Selected text.

————

The End of Men recently published in the Atlantic, can’t decide whether the marginalization of men from the family, the economy and the academy, is a nightmare or a dream come true. Steve Baskerville takes on the questions no one else will and says what no one else will say. The End of Men is not a naturally occuring result of natural forces, but something aggressively constructed by committed ideologues:

While elite feminists did assume previously male occupations, many more women have entered the workforce in professionalized versions of traditional homemaker roles. This has transformed childrearing and other domestic tasks from private family matters into public, communal, and taxable activities, necessarily expanding the size and power of the state and leading to the creation of vast bureaucracies to oversee public education and social services.
These are precisely the professions now being expanded by the Obama administration’s massive stimulus expenditures. The effect is to amplify the intrusion of the state into the home—indeed, the displacement of the home by the state. For as feminists point out, the feminine functions were traditionally private. Professionalizing feminine roles has therefore meant institutionalizing in government bureaucracies responsibilities that were once characteristic of private life. The politicization of children and the usurpation of parental rights under the guise of child protection are the clearest manifestations of this.

————

(Region pointing data)
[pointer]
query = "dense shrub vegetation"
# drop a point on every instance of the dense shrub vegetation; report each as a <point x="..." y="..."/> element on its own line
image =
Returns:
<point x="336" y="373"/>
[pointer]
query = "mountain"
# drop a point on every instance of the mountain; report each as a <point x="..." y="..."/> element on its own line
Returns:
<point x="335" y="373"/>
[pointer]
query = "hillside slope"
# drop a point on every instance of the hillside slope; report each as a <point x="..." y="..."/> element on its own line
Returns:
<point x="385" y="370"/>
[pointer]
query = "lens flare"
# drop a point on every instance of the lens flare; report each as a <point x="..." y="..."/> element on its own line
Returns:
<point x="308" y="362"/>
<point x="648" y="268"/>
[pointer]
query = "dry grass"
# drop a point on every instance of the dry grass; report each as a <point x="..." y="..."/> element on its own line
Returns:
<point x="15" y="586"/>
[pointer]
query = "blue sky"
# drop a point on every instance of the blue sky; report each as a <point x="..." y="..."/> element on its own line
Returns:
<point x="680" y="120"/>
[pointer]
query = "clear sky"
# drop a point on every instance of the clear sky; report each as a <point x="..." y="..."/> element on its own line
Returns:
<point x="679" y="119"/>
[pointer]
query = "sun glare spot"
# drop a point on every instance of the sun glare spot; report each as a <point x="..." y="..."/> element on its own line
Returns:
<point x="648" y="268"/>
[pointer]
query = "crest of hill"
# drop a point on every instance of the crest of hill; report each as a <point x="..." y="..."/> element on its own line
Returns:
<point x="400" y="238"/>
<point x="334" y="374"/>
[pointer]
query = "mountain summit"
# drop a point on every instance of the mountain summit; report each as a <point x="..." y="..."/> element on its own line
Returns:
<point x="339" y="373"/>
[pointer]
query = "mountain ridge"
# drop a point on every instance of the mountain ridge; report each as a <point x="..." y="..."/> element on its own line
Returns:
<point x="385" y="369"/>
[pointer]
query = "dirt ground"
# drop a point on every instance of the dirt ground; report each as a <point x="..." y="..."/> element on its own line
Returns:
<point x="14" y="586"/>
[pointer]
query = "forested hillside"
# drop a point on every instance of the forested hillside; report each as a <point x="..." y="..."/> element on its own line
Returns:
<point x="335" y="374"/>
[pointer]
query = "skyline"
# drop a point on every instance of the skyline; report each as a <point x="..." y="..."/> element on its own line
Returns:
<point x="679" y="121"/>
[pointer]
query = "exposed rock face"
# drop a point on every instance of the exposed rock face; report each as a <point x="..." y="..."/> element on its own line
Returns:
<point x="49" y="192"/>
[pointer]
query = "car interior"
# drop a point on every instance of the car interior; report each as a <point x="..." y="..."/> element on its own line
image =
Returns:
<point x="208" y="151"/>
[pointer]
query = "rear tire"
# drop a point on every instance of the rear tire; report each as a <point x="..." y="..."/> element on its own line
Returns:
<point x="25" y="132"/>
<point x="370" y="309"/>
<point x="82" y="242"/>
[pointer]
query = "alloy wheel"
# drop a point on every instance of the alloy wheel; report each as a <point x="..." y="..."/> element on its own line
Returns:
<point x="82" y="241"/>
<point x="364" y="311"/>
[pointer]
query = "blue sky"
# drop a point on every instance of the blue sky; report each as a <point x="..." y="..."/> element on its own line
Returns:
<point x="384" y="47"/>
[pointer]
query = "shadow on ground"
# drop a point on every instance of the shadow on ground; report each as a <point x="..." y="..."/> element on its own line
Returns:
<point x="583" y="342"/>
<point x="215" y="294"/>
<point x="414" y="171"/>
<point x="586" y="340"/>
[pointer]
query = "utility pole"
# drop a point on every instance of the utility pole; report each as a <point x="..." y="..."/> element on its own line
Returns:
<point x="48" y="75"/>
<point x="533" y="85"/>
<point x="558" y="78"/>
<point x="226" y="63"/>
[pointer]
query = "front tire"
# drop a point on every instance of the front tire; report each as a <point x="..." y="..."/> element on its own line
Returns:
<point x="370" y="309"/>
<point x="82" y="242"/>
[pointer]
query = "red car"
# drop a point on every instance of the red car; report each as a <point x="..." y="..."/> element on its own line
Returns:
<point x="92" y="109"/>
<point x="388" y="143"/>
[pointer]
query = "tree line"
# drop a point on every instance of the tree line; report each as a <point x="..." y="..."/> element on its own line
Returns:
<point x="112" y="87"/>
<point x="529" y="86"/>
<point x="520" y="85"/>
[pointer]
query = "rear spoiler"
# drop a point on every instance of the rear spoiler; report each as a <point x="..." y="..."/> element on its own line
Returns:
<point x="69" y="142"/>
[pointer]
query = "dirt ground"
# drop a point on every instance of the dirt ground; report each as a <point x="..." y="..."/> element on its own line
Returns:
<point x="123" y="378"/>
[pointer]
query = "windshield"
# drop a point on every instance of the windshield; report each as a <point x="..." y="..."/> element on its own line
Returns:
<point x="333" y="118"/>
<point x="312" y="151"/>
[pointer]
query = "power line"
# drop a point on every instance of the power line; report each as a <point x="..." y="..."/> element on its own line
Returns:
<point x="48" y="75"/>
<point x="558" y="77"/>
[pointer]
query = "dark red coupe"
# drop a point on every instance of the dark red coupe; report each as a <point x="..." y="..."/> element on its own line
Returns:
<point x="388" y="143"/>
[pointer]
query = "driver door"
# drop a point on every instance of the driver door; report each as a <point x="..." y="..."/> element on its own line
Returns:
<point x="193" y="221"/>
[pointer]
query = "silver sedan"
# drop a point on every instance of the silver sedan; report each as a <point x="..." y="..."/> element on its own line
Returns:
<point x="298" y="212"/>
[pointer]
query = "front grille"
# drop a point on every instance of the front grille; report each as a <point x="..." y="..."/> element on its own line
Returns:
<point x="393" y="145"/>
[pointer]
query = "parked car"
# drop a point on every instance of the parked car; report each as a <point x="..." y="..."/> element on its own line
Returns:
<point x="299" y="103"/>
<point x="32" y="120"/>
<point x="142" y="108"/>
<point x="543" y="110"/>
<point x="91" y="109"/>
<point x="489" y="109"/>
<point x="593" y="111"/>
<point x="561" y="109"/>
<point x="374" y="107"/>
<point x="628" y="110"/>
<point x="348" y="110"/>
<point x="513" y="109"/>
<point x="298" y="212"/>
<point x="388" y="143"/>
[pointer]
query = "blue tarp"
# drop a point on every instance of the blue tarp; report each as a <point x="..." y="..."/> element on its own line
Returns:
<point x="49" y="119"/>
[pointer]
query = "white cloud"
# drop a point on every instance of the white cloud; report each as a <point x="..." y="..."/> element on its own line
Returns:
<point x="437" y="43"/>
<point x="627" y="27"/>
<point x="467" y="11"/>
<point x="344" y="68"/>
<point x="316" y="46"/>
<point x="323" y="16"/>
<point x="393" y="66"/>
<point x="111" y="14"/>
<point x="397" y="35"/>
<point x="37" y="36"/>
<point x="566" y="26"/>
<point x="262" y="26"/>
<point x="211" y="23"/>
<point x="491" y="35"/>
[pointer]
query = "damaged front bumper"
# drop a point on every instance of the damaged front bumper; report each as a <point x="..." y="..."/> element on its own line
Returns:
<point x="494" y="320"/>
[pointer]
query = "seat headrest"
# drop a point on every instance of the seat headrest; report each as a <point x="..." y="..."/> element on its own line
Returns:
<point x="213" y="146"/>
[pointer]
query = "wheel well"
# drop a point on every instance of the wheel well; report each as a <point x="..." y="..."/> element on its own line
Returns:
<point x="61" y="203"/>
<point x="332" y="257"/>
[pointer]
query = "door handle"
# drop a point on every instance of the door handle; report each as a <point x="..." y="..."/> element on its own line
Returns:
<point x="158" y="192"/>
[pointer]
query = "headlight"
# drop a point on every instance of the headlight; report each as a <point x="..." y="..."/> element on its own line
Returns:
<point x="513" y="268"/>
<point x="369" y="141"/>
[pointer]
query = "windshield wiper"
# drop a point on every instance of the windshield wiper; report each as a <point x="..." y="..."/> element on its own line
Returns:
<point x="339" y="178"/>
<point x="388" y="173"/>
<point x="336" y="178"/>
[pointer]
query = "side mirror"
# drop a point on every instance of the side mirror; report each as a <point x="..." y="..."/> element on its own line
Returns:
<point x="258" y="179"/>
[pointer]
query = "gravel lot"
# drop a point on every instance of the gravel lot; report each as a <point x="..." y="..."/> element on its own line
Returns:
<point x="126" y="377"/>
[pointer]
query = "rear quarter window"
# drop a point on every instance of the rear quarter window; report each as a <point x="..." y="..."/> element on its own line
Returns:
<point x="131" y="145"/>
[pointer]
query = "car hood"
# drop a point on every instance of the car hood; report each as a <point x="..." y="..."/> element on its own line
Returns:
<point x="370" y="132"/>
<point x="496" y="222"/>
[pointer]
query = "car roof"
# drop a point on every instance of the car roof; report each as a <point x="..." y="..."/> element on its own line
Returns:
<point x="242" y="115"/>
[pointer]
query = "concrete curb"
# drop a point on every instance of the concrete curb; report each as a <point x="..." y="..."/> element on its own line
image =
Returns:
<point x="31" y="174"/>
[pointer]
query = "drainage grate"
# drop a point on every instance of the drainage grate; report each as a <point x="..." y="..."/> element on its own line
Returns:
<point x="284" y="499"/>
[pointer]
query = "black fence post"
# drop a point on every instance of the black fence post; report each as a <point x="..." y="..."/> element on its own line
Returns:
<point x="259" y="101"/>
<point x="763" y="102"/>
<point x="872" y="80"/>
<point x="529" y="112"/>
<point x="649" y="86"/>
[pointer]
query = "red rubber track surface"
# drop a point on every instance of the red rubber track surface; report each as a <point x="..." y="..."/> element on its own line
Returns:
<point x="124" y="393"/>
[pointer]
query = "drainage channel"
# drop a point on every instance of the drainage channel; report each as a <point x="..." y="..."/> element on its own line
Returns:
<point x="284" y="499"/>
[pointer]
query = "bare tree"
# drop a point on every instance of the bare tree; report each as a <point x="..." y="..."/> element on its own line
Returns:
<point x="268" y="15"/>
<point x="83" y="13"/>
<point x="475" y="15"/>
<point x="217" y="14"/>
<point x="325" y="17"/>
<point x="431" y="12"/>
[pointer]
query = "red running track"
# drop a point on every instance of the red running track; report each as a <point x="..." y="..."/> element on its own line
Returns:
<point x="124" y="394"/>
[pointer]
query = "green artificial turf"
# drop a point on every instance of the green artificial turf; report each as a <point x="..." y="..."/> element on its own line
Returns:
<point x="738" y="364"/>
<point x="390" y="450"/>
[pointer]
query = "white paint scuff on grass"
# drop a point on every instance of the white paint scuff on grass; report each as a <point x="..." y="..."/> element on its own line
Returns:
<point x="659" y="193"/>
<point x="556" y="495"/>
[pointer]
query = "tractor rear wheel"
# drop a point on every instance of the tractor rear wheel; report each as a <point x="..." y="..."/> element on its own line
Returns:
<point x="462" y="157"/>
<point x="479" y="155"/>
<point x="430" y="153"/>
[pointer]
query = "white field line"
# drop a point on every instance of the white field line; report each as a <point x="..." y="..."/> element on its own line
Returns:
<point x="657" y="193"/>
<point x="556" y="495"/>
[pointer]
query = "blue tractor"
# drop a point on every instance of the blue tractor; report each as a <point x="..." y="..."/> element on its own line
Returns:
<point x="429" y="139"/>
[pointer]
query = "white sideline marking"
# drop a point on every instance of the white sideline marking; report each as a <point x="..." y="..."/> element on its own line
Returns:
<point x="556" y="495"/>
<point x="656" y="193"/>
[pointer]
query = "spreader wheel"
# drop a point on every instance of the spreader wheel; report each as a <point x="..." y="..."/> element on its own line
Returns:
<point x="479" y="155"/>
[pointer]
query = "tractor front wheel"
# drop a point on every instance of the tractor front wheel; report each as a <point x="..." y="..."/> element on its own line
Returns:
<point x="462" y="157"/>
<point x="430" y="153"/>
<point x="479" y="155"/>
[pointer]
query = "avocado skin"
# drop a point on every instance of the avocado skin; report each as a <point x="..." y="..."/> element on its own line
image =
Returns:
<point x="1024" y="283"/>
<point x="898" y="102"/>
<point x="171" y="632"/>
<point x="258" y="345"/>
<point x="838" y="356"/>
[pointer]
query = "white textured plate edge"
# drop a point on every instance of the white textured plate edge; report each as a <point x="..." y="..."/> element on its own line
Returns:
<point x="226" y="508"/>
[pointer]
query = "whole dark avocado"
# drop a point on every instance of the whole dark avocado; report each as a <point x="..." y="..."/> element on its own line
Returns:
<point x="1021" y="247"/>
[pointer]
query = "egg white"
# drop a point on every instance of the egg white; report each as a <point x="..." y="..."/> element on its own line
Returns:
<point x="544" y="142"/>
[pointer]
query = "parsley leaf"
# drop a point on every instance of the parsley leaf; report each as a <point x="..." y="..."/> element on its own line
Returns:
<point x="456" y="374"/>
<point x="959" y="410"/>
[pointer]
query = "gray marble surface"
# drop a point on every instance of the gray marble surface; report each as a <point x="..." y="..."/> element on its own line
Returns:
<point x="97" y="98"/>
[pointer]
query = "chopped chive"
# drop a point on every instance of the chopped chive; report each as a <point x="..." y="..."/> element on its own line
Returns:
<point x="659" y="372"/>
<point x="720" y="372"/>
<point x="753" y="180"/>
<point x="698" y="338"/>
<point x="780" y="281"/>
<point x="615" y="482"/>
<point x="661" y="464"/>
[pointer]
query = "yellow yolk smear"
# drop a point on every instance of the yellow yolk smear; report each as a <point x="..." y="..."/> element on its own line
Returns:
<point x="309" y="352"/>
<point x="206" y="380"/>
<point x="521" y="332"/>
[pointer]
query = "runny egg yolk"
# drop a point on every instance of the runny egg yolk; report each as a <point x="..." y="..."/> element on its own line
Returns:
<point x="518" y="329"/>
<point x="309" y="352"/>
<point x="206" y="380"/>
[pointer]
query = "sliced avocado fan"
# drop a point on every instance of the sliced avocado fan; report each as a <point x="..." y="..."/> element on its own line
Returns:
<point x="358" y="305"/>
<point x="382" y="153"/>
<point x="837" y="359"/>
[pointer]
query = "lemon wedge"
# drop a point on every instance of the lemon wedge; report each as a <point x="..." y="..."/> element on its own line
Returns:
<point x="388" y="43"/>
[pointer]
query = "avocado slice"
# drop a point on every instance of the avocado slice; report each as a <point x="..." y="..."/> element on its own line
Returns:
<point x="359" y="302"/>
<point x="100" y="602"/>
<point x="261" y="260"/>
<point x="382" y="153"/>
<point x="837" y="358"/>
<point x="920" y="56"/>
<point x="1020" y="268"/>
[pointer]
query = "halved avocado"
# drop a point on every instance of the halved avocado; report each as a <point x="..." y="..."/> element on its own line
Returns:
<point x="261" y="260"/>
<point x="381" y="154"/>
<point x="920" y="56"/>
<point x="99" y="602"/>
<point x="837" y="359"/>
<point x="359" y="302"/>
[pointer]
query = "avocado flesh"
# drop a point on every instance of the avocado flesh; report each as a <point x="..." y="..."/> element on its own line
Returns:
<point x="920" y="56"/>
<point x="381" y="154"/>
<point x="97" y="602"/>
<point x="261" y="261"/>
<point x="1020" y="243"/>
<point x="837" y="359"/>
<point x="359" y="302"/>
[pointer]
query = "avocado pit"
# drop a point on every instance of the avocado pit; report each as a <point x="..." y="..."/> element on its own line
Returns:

————

Translate this sentence from the excerpt about The End of Men into Spanish: "The effect is to amplify the intrusion of the state into the home—indeed, the displacement of the home by the state." Rely only on the excerpt about The End of Men, not on the rows.

Completed task. El efecto es amplificar la intrusión del Estado en el hogar; de hecho, el desplazamiento del hogar por el Estado.